◆ **Your tasks**:
a: List every person named in the article about the supply chain management program.
b: Extend the article about the supply chain management program past its final sentence.

◆ **Reading text**:
Supply chain management B.S./M.S. expands eligible student pool

Accelerated program opens beyond business administration majors studying project management

By Cody Boteler on July 8, 2020

Supply chain
Natalie Scala, director of the supply chain management program, instructing students.

Through its diverse array of programs and areas of study, Towson University continues to offer students opportunities for success in quickly growing career fields.

Two years ago, the College of Business & Economics (CBE) started an accelerated program where students can earn a bachelor’s degree in business administration and a master’s degree in supply chain management in as little as five years. The first students to complete the program have just graduated.

“It was a great opportunity,” said Ashanti Johnson, one of the program’s first graduates and a student who transferred to TU. “I definitely felt prepared to start my career.”

Johnson now works in project management at Wilmington Trust, a subsidiary of M&T Bank.

“When I was looking for different jobs and going to different interviews, TU had a lot of great resources to help,” Johnson says.

Programs and events from the Career Center and within CBE helped hone her interview skills.

Because interest in the supply chain management master’s program has grown, CBE has expanded the pool of students who can apply, says Natalie Scala, an associate professor and director of the program.

Until now, the only students eligible were those studying business administration with a concentration in project management and business analysis. But a change implemented this spring term opens the program to business administration students studying any of the 11 ancillary concentrations.

Accepted students can take up to three courses during their undergraduate studies that count toward their master’s, Scala says.

◆ **Dataset extract**:
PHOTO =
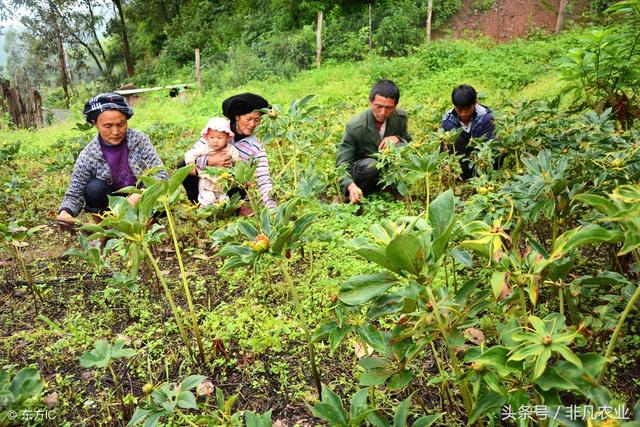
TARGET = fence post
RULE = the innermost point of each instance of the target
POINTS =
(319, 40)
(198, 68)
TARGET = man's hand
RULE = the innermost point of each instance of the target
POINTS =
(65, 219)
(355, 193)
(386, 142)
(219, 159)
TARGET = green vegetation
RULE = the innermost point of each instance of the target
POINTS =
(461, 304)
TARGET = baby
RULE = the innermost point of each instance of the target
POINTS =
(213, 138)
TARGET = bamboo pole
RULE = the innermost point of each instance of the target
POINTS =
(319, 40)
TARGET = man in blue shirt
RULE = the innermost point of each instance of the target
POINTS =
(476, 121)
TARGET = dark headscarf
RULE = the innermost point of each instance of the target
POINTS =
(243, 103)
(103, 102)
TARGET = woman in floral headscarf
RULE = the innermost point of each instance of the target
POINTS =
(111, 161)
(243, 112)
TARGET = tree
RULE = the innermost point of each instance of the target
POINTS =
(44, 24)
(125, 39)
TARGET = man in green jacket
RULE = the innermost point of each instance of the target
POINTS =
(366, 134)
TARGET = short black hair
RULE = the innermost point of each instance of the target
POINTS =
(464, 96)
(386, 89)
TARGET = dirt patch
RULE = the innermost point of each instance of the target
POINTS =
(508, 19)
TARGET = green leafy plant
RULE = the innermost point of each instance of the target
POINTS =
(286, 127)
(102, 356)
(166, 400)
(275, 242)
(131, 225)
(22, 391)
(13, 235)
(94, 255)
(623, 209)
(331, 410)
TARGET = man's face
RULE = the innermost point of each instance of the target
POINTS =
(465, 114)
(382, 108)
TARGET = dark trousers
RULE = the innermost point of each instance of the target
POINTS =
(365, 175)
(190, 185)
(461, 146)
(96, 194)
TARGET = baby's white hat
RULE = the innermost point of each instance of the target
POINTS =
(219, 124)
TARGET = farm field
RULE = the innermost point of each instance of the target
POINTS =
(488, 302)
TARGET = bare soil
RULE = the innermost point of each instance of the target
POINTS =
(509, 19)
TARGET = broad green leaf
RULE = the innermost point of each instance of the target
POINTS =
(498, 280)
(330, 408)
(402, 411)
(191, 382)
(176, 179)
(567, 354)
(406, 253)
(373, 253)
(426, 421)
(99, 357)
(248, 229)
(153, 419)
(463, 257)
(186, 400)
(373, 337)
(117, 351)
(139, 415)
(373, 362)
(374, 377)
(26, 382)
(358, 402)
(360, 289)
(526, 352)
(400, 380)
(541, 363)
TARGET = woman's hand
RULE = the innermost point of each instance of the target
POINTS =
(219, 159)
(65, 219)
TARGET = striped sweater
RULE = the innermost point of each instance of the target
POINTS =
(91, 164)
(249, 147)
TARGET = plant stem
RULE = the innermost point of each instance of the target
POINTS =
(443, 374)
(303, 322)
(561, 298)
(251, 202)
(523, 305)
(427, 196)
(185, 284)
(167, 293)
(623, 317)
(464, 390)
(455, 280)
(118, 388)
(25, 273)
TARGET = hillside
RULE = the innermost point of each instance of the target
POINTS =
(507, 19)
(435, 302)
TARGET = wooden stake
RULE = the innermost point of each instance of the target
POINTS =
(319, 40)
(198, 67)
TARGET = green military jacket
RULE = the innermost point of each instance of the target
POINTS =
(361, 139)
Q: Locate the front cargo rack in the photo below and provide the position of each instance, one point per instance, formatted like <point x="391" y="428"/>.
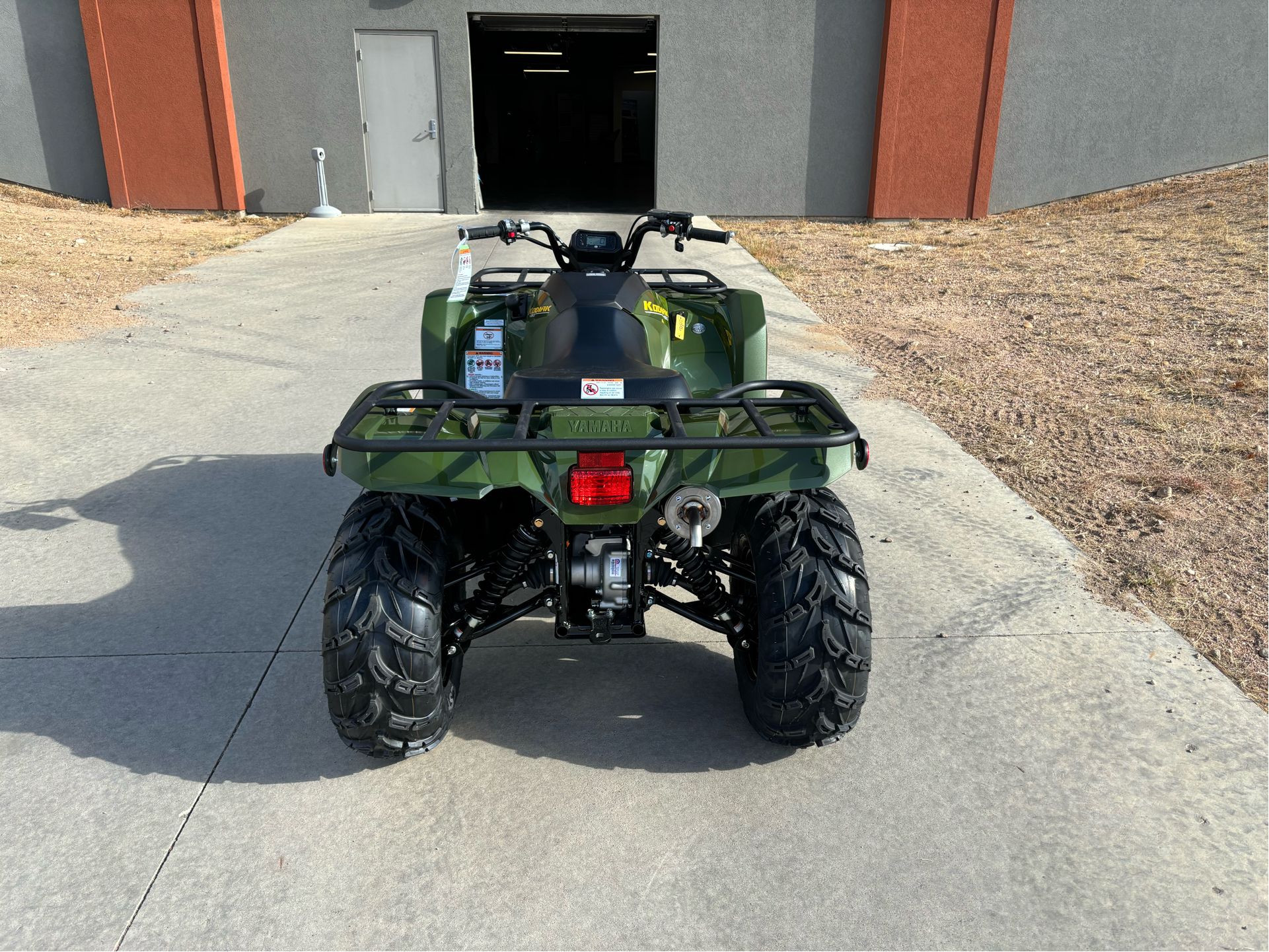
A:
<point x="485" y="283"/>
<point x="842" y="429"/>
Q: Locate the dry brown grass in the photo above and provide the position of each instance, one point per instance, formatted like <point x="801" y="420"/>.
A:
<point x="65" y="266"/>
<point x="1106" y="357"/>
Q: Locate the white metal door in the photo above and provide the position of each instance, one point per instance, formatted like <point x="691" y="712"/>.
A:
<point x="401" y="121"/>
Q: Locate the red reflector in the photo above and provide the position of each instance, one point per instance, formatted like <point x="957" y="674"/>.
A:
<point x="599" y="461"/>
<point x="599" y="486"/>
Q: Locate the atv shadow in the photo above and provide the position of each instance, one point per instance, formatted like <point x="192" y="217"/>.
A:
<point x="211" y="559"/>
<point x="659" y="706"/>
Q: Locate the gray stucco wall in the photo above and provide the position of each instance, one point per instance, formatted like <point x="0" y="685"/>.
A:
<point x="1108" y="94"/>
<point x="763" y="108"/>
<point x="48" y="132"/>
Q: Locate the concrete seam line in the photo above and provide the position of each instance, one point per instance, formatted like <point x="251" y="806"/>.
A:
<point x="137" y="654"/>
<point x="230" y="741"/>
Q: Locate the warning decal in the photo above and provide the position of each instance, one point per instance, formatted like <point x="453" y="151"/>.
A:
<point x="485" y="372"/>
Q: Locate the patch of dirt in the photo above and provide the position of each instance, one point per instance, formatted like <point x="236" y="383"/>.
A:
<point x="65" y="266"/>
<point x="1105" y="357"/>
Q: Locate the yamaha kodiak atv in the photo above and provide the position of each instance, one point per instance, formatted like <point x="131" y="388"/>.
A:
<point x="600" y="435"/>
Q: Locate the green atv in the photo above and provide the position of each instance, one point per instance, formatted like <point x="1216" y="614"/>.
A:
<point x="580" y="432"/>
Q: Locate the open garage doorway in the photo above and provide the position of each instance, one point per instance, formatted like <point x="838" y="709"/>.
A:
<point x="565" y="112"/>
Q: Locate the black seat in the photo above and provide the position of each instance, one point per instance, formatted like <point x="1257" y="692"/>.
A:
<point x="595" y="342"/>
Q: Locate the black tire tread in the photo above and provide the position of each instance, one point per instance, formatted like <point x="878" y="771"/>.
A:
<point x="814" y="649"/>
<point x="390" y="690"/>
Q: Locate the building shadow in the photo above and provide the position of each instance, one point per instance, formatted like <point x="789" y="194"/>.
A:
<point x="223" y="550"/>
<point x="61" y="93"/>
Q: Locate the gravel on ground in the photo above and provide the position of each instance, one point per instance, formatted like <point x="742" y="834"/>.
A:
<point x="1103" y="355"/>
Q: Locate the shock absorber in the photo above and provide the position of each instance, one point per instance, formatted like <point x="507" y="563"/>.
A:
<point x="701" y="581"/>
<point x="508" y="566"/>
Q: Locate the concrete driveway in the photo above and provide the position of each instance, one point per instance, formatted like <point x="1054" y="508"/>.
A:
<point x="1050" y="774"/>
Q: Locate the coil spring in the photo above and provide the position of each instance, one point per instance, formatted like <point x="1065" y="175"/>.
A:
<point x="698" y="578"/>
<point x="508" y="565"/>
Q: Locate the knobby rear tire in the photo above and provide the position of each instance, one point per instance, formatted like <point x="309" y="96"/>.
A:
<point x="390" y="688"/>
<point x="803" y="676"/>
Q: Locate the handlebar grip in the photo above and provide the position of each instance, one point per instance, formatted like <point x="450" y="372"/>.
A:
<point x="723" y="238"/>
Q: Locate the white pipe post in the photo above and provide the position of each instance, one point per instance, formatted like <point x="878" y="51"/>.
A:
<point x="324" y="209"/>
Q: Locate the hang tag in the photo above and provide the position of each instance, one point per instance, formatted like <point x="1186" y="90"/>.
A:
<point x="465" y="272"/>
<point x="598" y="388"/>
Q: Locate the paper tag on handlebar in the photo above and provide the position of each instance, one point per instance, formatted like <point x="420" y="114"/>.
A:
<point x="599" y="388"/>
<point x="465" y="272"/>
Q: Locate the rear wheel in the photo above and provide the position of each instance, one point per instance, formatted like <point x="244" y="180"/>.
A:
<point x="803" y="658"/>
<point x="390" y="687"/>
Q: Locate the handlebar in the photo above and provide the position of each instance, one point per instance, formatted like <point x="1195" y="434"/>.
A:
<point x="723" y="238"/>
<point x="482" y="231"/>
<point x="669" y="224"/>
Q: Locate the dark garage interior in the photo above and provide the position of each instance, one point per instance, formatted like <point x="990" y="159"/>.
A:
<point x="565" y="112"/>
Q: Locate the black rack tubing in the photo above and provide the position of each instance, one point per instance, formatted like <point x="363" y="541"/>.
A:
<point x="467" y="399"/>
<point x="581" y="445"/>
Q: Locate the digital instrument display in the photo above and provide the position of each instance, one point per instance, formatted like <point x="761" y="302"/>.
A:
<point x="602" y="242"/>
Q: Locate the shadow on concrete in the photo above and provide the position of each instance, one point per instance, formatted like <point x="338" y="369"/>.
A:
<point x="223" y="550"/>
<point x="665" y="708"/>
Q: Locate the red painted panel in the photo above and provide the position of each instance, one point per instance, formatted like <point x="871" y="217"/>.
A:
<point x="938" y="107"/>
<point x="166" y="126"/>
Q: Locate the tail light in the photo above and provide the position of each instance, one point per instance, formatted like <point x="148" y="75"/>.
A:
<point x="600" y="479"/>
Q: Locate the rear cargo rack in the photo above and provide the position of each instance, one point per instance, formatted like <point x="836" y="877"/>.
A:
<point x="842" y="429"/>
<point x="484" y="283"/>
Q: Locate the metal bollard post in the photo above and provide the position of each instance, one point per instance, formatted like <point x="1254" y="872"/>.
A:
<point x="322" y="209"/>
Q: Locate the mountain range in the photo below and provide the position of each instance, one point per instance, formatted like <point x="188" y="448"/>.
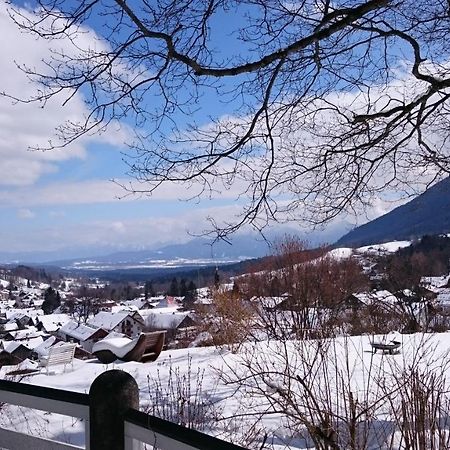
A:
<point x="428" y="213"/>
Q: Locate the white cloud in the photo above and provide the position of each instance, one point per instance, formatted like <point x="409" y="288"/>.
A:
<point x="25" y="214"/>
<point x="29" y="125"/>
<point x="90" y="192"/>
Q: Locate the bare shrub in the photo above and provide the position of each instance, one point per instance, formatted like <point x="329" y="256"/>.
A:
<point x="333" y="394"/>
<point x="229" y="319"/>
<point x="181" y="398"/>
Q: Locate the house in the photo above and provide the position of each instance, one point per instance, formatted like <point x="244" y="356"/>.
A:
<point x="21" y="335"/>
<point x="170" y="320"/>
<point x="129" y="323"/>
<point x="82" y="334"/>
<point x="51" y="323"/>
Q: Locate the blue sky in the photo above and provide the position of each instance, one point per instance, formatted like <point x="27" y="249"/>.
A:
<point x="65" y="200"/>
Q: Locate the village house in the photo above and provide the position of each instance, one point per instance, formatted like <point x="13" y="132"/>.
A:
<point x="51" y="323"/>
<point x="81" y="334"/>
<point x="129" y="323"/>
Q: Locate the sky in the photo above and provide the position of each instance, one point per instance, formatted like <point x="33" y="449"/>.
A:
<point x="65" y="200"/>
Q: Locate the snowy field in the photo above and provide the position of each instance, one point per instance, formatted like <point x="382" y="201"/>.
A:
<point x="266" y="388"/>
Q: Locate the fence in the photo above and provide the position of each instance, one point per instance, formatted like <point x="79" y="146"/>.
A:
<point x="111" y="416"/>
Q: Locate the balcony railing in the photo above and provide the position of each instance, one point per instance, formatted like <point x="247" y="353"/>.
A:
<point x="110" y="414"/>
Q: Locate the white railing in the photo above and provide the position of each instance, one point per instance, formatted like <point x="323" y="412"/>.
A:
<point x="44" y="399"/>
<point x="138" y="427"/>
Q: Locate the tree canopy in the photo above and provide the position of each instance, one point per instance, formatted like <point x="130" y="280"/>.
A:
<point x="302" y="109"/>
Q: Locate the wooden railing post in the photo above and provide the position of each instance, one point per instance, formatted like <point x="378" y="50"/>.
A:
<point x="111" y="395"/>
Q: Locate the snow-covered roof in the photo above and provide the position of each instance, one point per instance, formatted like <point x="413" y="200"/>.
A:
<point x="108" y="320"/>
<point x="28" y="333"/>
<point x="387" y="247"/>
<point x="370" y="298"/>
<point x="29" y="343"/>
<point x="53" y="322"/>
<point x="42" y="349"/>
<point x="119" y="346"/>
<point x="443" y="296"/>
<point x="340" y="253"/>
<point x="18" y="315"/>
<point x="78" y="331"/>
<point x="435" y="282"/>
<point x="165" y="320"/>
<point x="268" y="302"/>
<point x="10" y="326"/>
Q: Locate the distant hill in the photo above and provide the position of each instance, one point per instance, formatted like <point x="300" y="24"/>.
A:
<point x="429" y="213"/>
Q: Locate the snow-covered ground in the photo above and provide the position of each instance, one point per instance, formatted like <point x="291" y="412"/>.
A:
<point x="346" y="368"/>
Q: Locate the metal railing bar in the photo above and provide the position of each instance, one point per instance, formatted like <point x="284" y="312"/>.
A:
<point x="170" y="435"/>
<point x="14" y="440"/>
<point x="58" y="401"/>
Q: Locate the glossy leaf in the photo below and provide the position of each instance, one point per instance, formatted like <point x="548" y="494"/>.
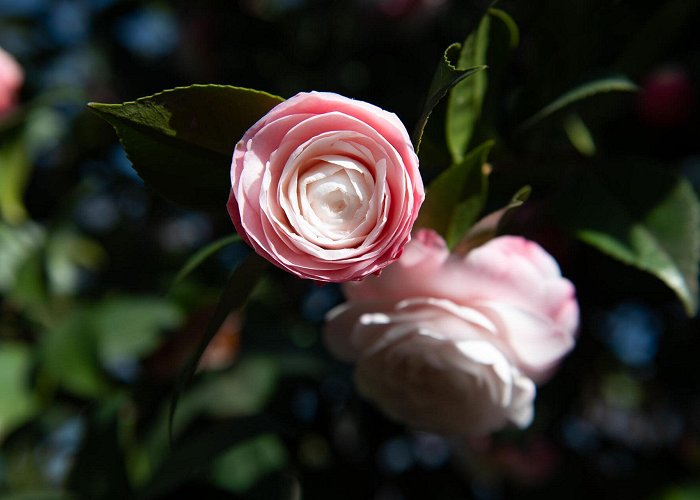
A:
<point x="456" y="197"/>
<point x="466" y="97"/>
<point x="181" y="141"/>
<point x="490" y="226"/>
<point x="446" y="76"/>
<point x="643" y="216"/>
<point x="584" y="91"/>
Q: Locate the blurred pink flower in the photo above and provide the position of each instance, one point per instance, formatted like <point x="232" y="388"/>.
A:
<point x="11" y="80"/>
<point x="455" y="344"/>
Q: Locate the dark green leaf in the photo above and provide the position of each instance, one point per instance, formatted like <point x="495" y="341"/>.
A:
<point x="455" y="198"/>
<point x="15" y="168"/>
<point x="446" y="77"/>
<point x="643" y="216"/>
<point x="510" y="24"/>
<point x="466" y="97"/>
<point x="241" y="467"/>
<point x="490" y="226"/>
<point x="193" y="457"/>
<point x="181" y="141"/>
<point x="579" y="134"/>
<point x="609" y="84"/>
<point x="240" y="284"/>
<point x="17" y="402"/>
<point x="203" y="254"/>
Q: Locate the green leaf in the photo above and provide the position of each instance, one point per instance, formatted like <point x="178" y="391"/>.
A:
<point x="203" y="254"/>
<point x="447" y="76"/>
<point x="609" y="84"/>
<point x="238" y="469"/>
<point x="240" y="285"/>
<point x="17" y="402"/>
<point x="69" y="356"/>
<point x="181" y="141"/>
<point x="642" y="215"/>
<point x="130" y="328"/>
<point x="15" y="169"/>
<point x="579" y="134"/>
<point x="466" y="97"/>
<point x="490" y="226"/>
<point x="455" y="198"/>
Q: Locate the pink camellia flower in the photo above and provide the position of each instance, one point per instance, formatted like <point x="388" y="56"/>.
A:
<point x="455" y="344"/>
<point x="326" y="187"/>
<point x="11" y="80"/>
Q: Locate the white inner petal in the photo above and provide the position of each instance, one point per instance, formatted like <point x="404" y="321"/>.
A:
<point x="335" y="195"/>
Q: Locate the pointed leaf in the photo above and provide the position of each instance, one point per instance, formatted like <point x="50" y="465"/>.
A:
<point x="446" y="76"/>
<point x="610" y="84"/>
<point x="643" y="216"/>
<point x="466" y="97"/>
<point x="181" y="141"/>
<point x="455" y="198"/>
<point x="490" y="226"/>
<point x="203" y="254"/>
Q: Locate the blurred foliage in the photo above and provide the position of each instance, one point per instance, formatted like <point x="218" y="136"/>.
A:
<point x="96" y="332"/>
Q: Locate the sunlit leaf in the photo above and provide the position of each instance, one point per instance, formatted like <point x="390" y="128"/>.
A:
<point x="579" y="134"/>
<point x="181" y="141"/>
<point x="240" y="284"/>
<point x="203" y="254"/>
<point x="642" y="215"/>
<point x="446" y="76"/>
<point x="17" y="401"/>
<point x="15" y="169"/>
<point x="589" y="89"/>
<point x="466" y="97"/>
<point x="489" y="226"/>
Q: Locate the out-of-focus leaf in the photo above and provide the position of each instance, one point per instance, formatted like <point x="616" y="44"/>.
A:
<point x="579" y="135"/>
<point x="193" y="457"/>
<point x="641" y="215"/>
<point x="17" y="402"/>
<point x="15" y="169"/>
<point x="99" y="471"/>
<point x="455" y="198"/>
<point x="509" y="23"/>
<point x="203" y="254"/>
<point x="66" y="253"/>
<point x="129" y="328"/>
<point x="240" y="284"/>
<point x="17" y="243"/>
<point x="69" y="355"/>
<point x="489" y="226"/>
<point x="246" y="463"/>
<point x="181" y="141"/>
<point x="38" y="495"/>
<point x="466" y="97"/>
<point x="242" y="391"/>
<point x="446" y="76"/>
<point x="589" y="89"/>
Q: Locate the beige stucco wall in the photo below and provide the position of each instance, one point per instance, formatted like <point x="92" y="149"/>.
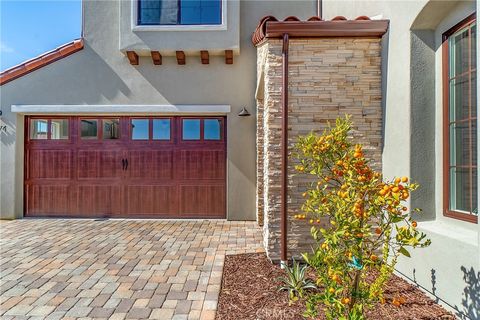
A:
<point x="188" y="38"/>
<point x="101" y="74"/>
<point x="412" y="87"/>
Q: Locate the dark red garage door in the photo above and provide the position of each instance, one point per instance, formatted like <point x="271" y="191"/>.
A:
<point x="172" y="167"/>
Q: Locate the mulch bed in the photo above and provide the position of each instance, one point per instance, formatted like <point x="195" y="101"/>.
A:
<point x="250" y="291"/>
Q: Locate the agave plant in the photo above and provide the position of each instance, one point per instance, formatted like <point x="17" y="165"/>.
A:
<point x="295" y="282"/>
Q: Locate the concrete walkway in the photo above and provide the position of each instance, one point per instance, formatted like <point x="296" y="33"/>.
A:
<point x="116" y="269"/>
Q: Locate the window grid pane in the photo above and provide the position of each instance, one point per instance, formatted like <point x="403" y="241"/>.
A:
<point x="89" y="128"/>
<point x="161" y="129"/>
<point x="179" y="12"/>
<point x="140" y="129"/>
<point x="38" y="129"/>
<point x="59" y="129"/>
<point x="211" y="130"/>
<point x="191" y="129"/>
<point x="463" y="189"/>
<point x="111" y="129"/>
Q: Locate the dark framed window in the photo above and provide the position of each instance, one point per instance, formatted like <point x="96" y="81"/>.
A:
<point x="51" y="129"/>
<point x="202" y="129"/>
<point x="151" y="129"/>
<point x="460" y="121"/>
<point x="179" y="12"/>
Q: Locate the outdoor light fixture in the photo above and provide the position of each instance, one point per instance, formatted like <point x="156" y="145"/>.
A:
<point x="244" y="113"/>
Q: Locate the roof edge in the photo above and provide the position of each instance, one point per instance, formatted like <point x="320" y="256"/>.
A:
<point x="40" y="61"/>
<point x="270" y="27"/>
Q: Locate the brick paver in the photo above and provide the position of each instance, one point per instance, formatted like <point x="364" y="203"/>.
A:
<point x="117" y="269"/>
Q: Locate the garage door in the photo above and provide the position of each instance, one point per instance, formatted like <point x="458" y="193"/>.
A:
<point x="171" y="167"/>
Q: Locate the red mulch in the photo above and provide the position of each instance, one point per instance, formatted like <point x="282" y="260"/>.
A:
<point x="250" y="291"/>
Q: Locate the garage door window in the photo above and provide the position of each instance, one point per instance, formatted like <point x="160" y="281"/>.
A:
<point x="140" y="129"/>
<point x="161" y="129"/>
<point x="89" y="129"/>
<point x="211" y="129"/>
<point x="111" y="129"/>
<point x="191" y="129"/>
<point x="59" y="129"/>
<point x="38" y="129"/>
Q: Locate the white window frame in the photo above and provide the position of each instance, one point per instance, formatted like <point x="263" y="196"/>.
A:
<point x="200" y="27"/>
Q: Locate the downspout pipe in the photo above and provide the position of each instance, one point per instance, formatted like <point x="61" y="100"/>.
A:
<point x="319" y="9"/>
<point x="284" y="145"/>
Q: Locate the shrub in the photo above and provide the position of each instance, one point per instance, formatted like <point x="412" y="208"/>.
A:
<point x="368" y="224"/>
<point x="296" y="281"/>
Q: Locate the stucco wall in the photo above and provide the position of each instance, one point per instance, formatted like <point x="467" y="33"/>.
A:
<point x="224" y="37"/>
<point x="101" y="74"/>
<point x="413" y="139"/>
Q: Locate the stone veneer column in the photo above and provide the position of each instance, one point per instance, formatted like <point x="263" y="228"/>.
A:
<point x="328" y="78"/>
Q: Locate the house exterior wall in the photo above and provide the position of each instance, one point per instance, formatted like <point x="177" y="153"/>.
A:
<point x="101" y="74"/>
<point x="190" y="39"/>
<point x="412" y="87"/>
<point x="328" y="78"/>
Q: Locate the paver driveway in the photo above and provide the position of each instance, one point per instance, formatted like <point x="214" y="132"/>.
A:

◆ **Answer section**:
a: Cody Boteler, Natalie Scala, Ashanti Johnson

b:
“ I think you’ll see sustained jobs, if not growing job opportunities in this area, as the economy recovers from the coronavirus. ”

Natalie Scala

Scala says Towson University was the first school in Maryland to offer a master’s degree in supply chain management and that its students benefit from strong one-on-one faculty interaction.

“We are a community here,” Scala says.

Dominique Hawkins, another one of the first group of graduates from the accelerated program, says enrolling was a no-brainer.

“The opportunity to have a master’s and a bachelor’s within five years, it sells itself,” she says.

Hawkins was recently promoted to a demand planner position at Pandora Jewelry. She says the program at TU was rigorous, the courses were applicable to her field and they have helped her in her career.

“I think the program is very useful in today’s time. Supply chain management is such a growing field,” she says.

Scala, the program’s director, agrees that the economic outlook for supply chain careers is a good one. Delivering packages and groceries, organizing hospital emergency rooms and moving medical supplies around the country all involve supply chain jobs, she says.

“I think you’ll see sustained jobs, if not growing job opportunities in this area, as the economy recovers from the coronavirus,” she says.

This story is one of several related to President Kim Schatzel’s priorities for Towson University: TU Matters to Maryland and BTU-Partnerships at Work for Greater Baltimore.